··· ENTRIES PROVIDED ···

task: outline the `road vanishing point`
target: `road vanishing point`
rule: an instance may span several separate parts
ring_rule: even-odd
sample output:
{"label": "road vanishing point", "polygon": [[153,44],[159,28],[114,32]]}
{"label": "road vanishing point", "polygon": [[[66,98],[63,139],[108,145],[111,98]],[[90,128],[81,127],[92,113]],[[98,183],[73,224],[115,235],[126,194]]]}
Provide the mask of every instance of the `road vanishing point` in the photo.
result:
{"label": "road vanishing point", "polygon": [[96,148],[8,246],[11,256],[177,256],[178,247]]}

···

=== WRITTEN EXERCISE ===
Print all of the data above again, line for line, with nothing changed.

=== EXPECTED ANSWER ===
task: outline the `road vanishing point`
target: `road vanishing point`
rule: an instance may span several separate parts
ring_rule: even-odd
sample output:
{"label": "road vanishing point", "polygon": [[153,44],[159,28],[114,32]]}
{"label": "road vanishing point", "polygon": [[[66,98],[63,139],[108,145],[111,98]],[[90,128],[81,127],[92,113]],[[98,183],[73,224],[115,235],[126,194]]]}
Provide the mask of every instance of the `road vanishing point` in the photo.
result:
{"label": "road vanishing point", "polygon": [[96,148],[8,246],[11,256],[177,256],[178,247]]}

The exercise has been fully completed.